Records
<<<<
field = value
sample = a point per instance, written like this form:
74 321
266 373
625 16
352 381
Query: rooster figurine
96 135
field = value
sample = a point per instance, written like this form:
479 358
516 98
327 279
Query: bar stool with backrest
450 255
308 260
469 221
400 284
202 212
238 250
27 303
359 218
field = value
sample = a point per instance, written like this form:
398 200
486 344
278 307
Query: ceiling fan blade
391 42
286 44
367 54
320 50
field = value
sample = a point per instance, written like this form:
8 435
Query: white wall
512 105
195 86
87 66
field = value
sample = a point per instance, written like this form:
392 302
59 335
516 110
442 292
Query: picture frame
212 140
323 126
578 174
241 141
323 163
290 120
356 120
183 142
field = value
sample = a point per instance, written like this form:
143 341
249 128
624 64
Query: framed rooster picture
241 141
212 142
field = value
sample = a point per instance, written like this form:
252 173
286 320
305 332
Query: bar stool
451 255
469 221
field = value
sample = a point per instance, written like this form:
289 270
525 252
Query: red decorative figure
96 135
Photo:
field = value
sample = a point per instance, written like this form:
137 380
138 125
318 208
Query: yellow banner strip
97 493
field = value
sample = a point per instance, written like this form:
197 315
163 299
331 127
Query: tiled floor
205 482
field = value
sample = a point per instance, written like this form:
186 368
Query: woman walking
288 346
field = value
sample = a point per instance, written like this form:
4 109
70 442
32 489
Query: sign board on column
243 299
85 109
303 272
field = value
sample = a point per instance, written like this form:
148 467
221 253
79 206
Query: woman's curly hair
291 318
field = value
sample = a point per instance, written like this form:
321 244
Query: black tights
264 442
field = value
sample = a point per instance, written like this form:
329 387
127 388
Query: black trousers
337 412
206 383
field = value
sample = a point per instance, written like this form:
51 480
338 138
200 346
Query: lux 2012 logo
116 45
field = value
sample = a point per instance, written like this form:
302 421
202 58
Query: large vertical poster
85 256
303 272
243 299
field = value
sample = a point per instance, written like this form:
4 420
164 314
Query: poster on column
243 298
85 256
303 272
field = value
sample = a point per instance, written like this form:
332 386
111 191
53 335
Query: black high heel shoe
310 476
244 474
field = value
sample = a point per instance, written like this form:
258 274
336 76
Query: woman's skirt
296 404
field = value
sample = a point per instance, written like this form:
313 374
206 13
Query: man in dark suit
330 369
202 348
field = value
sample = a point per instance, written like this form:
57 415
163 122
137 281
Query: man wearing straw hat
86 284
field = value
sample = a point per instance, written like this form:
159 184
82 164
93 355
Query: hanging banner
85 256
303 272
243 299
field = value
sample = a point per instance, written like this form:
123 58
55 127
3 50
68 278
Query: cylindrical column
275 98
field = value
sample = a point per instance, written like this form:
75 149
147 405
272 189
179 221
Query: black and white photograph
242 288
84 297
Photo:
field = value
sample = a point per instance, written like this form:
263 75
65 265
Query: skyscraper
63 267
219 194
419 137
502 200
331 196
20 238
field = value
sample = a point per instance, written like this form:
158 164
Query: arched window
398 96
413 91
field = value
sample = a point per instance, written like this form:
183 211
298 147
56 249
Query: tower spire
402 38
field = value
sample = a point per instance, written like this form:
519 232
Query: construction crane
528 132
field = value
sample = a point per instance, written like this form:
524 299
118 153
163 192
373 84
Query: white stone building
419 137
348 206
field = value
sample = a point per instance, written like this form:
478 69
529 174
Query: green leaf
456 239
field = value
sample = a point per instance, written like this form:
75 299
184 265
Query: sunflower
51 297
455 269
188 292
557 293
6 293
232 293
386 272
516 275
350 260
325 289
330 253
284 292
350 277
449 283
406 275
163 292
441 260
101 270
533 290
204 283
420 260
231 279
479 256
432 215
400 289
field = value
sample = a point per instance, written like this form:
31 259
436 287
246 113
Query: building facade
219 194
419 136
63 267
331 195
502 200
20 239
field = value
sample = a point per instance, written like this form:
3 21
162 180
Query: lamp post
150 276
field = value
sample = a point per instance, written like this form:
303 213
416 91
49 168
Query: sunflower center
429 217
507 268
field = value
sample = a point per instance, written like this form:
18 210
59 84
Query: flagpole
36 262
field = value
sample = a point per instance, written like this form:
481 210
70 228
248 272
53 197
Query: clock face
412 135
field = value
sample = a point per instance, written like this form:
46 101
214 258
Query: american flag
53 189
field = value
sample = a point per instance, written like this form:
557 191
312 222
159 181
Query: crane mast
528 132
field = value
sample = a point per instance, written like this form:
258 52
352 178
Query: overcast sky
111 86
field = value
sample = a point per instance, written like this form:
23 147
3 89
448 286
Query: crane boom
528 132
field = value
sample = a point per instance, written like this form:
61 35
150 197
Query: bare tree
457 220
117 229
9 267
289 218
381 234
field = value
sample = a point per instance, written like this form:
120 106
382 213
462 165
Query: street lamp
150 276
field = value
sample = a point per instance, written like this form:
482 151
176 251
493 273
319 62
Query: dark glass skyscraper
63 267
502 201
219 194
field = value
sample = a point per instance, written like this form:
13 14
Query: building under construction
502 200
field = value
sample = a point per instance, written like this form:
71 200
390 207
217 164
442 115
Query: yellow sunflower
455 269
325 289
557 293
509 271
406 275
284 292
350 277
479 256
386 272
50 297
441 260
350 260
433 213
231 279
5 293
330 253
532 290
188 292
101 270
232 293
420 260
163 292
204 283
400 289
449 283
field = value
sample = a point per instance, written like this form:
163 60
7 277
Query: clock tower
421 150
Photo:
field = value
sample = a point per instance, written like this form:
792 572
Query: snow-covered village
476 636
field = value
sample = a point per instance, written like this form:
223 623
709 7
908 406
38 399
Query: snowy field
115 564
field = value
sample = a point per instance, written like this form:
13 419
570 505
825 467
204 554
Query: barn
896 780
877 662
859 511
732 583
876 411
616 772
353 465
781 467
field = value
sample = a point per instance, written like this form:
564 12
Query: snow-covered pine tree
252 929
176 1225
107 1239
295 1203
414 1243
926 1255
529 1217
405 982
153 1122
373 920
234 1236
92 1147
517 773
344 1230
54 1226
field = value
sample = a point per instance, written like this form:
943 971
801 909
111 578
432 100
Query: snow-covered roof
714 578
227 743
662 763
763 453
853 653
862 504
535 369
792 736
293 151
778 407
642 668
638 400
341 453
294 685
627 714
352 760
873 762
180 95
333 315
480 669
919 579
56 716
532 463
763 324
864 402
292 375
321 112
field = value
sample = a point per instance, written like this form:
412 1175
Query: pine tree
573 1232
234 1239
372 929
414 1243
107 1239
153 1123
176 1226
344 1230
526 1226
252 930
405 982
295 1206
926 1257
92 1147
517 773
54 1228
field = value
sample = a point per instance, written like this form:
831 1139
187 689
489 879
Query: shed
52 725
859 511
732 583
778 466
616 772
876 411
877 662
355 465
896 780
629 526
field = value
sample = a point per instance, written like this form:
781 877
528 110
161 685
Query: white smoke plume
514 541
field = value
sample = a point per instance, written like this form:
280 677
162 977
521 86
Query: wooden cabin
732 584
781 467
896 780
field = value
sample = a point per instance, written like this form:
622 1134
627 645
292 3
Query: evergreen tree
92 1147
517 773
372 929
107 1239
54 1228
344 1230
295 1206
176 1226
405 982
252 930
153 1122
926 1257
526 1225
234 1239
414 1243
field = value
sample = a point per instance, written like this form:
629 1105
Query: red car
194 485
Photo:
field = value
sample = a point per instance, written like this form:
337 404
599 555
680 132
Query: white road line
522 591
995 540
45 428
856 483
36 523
>>>>
=== EXERCISE AIM ===
How many lines in the records contain the string "pine"? Reply with the count alone.

=== COMPLETE ANSWER ===
2